_PROBLEM DETAILS_
In the data, starting at the line containing "Objective — one dot per instance of the shrub" and ending at the line containing "[[162, 159]]", swap "thickest part" for "widest part" wherever it occurs, and return only those lines with nothing else changed.

_DATASET ENTRIES_

------------------------------------------------

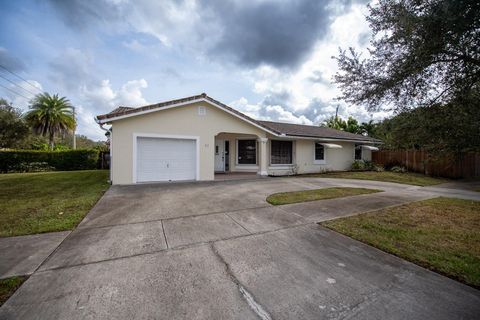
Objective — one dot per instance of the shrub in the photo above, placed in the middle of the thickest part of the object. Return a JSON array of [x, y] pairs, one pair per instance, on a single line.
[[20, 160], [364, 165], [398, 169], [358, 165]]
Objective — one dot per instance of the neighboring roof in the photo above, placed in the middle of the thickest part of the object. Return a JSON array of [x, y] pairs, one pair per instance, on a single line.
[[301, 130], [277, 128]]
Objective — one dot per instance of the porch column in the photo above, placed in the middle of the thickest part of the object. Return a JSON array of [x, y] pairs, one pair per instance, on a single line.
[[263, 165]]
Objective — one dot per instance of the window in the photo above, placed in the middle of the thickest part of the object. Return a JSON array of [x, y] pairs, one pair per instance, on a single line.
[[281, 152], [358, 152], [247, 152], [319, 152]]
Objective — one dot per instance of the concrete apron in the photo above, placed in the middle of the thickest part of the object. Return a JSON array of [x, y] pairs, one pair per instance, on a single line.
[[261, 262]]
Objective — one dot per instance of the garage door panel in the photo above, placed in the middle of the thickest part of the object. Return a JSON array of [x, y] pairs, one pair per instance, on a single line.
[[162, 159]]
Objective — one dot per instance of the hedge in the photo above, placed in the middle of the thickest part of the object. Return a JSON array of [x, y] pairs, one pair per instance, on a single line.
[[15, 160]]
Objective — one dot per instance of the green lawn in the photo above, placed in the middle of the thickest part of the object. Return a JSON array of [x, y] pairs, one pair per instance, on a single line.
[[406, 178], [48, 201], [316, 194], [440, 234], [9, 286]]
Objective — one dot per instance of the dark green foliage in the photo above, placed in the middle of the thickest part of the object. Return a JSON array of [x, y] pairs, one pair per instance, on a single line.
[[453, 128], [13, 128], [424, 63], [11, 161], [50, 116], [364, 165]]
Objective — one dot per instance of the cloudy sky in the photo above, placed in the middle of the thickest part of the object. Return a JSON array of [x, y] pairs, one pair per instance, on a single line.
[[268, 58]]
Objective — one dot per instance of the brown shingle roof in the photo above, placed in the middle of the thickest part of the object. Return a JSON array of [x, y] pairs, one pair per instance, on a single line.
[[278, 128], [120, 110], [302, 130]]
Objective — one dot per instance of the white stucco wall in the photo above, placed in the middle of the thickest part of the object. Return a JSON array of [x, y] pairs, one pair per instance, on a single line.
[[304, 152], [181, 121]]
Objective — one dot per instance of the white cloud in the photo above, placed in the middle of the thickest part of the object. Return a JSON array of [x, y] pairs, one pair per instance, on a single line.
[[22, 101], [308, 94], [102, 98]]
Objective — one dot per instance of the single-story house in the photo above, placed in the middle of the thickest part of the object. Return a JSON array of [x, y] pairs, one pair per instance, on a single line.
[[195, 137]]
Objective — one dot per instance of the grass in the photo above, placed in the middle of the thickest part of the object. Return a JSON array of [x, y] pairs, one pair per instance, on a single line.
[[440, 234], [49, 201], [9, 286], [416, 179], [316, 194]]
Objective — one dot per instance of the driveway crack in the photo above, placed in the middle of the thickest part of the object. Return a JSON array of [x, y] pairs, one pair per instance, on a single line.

------------------------------------------------

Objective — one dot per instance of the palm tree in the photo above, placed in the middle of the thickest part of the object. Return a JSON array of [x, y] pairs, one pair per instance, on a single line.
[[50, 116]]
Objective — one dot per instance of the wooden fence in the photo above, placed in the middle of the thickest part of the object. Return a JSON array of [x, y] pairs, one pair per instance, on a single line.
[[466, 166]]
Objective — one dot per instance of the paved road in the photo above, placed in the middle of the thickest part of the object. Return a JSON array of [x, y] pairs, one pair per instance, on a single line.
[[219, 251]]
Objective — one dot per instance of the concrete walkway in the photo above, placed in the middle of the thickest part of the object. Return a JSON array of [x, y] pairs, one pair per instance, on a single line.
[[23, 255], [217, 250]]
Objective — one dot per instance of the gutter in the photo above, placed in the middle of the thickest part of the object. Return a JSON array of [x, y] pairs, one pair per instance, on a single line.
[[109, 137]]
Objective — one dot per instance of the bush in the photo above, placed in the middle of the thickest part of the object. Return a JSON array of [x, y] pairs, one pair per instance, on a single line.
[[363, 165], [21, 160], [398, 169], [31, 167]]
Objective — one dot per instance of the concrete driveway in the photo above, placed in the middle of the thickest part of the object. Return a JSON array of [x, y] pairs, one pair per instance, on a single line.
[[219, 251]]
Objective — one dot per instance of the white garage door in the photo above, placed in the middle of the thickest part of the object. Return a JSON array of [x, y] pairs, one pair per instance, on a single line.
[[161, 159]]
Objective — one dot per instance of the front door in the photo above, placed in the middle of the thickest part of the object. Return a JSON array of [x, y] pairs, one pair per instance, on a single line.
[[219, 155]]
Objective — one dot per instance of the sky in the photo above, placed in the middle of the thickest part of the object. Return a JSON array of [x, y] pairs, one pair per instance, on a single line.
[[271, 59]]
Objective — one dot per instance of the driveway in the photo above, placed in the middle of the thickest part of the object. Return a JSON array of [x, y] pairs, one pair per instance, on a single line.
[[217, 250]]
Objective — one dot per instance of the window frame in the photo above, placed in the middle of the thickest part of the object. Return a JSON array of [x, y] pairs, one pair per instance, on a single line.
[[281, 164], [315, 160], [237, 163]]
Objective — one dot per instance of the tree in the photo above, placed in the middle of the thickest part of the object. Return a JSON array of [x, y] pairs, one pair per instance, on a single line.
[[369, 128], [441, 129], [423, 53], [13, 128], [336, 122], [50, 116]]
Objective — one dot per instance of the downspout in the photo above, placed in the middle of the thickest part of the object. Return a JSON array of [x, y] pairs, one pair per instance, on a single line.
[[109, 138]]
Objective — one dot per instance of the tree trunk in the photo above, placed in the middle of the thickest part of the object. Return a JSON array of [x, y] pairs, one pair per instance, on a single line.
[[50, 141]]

------------------------------------------------

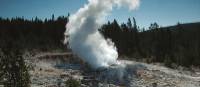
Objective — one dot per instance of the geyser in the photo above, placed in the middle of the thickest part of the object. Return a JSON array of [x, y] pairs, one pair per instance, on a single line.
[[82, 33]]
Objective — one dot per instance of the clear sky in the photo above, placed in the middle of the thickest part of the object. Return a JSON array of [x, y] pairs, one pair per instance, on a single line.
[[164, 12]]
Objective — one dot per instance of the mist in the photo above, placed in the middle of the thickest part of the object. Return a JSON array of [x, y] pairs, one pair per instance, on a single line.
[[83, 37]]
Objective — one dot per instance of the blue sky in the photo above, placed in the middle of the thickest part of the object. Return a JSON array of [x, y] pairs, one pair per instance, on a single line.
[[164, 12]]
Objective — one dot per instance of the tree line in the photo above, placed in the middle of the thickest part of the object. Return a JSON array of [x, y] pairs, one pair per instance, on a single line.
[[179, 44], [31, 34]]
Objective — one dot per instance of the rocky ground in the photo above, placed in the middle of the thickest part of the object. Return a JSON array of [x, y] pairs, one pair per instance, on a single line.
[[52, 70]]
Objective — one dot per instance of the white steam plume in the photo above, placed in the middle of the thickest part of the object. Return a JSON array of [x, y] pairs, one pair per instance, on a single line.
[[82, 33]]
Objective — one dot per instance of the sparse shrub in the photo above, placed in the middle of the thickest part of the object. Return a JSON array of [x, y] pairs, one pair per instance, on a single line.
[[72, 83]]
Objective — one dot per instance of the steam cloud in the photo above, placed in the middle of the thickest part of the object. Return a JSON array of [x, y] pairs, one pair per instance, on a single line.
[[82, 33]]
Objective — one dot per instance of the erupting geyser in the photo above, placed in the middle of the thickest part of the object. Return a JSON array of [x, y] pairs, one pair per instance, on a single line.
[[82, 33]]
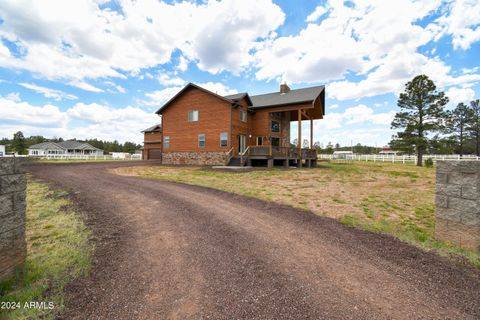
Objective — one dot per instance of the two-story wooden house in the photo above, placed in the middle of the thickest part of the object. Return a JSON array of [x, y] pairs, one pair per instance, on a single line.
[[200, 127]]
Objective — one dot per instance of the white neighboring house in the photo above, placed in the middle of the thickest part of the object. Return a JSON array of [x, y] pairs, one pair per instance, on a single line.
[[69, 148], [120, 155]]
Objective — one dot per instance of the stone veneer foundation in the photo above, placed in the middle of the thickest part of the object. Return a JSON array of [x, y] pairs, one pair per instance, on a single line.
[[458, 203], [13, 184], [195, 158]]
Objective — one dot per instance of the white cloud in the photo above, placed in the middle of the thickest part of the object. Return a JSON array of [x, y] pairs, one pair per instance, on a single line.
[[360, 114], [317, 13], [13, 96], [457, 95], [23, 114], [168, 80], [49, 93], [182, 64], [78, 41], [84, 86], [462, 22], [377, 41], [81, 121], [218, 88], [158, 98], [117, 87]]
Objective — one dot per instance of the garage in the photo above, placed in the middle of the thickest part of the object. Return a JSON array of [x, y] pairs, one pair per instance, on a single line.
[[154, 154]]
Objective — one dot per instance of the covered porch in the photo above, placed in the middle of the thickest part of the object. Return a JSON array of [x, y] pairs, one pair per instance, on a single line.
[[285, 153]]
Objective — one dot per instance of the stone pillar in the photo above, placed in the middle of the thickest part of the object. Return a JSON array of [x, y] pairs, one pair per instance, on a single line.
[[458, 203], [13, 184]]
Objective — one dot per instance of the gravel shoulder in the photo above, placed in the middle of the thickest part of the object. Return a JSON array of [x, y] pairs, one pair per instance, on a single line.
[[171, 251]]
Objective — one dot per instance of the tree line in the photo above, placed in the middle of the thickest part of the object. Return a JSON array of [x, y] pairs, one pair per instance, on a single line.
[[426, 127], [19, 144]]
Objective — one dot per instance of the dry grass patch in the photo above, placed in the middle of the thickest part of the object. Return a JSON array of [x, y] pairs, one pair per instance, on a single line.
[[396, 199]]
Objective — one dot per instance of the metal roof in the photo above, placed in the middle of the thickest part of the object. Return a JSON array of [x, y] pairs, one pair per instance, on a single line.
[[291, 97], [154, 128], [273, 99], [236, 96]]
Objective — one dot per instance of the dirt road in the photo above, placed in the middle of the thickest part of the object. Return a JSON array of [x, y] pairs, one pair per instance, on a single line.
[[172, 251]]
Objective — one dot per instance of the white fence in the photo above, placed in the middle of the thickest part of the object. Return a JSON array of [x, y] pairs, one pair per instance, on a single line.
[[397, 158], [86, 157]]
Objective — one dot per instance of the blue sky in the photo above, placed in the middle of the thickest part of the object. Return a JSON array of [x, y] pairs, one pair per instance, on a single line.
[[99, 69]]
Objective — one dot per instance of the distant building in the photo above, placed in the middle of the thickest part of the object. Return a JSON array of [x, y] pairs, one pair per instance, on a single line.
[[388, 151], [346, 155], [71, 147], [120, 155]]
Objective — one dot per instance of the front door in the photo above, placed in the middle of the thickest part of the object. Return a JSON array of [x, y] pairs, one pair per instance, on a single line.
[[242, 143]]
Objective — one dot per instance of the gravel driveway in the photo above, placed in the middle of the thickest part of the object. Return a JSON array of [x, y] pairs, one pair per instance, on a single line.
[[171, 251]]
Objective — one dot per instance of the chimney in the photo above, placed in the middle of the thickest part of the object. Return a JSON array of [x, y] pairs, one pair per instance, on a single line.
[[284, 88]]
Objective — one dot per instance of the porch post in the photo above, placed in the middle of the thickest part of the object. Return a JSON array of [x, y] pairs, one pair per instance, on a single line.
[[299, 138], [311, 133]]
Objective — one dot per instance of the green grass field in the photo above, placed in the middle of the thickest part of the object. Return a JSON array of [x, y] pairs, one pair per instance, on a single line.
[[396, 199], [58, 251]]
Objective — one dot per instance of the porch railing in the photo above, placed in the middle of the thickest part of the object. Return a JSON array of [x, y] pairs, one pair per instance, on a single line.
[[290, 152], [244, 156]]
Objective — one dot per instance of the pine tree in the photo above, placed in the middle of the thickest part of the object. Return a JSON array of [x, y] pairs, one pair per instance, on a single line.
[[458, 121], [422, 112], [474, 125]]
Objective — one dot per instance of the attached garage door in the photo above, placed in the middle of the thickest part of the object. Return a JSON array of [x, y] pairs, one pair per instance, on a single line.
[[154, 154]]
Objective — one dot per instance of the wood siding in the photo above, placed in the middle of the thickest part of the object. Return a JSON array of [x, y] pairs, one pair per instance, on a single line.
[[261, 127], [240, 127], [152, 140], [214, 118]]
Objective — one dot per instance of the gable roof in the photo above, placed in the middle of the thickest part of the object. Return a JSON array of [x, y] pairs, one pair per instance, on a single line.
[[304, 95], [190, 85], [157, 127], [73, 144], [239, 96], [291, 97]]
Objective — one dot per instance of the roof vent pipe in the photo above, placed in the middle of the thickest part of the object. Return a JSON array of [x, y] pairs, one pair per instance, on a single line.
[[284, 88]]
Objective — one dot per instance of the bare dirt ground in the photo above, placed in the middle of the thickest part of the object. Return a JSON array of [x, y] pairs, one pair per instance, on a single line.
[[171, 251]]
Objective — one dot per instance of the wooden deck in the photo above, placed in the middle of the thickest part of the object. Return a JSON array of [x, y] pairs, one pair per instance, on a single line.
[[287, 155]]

------------------------------------------------

_FINAL ANSWER_
Objective — one dot per instance of the shrub in the photo above, placed in the middle of the widest part of the object. Return a JSON array of [x, y] pairs, one pair per instance, on a single line.
[[20, 160], [364, 165], [398, 169], [358, 165]]
Objective — one dot per instance of the neighboring roof in the photo above, placed in the middle of the widest part of the object. Return a JSON array of [x, y] pairs, one pair per instance, on a single line.
[[301, 130], [277, 128]]
Objective — one dot per instance of the porch column in the photo above, placed in the middle of the widest part of the object. Return a JSON array of [x, y] pairs, one pair per instance, on a single line.
[[263, 165]]
Objective — one dot per instance of the window in the photo above, placed in the middle of the widest part of the object. Return a JSON array of [x, y] pairs, one pair per instance, on a single line.
[[281, 152], [358, 152], [247, 152], [319, 152]]
Objective — one dot per instance of the concrete apron in the photo above, placed in the middle of the widest part of the object. Return a JSON array of [x, y] pairs, one pair per instance, on a single line.
[[261, 262]]
Objective — one dot per instance of the garage door panel in the photo above, placed in the middle of the widest part of the object. Return a JSON array of [x, y] pairs, one pair per instance, on a single line.
[[162, 159]]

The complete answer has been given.